■ Saved entries ■
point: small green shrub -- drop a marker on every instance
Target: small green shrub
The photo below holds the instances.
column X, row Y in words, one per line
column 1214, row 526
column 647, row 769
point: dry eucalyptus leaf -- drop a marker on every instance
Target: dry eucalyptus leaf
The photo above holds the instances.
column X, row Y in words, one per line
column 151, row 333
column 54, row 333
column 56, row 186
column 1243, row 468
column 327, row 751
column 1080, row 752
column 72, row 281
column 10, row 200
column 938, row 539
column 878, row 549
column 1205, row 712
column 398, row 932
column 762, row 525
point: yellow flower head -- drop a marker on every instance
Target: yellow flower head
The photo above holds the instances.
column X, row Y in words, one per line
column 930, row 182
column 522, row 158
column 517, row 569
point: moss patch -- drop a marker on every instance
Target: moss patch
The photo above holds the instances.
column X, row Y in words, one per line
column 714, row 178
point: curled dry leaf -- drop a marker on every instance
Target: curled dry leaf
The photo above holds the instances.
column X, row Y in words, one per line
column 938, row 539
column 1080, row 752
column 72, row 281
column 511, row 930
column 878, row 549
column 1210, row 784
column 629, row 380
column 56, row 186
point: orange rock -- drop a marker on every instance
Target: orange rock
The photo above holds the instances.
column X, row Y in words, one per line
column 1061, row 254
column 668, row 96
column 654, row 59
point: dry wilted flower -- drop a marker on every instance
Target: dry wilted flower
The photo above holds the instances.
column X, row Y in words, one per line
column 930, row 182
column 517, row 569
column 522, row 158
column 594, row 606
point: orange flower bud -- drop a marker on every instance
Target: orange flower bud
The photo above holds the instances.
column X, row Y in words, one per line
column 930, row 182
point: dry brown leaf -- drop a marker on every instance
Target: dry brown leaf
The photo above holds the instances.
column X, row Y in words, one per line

■ YOUR GOAL ■
In this exercise, repeat all entries exactly.

■ EXERCISE OUTPUT ■
point: small green shrub -- drop a marker on every instance
Target: small green shrub
The photo below holds the instances.
column X, row Y in words, one per line
column 1214, row 526
column 647, row 769
point: dry eucalyptus leaf -- drop a marker on every instance
Target: dry eucalyptus leaf
The photo above holds the instances.
column X, row Y in words, one per line
column 151, row 333
column 54, row 333
column 56, row 186
column 1243, row 468
column 327, row 751
column 1080, row 752
column 72, row 281
column 10, row 200
column 938, row 539
column 878, row 549
column 1205, row 712
column 398, row 932
column 762, row 525
point: yellow flower head -- drop a marker on every instance
Target: yellow flower head
The photo above holds the instances.
column X, row Y in words, one per line
column 930, row 182
column 522, row 158
column 517, row 569
point: moss patch -- drop a marker on every instance
Target: moss patch
The photo above holds the instances.
column X, row Y in words, one per line
column 714, row 178
point: curled dry leaf -- drop a marker on every instance
Target: curled dry leaf
The photo above holds the instances.
column X, row Y in words, one per line
column 938, row 539
column 1080, row 752
column 72, row 281
column 511, row 930
column 878, row 549
column 1210, row 784
column 629, row 380
column 56, row 186
point: orange rock -- drop a marker on every instance
Target: orange rock
The photo above holds the instances.
column X, row Y in words, one per line
column 1061, row 254
column 668, row 96
column 654, row 59
point: dry wilted flower -- drop a marker on every instance
Target: dry wilted flower
The photo above holds the instances.
column X, row Y in words, one per line
column 930, row 182
column 517, row 569
column 522, row 158
column 594, row 606
point: orange flower bud -- drop a marker on every instance
Target: orange flower bud
The photo above holds the instances.
column X, row Y in words, one per line
column 930, row 182
point: dry brown leaf -- drop a marker on every instance
Target: dry brown leaf
The photo above holds the instances.
column X, row Y in words, one per line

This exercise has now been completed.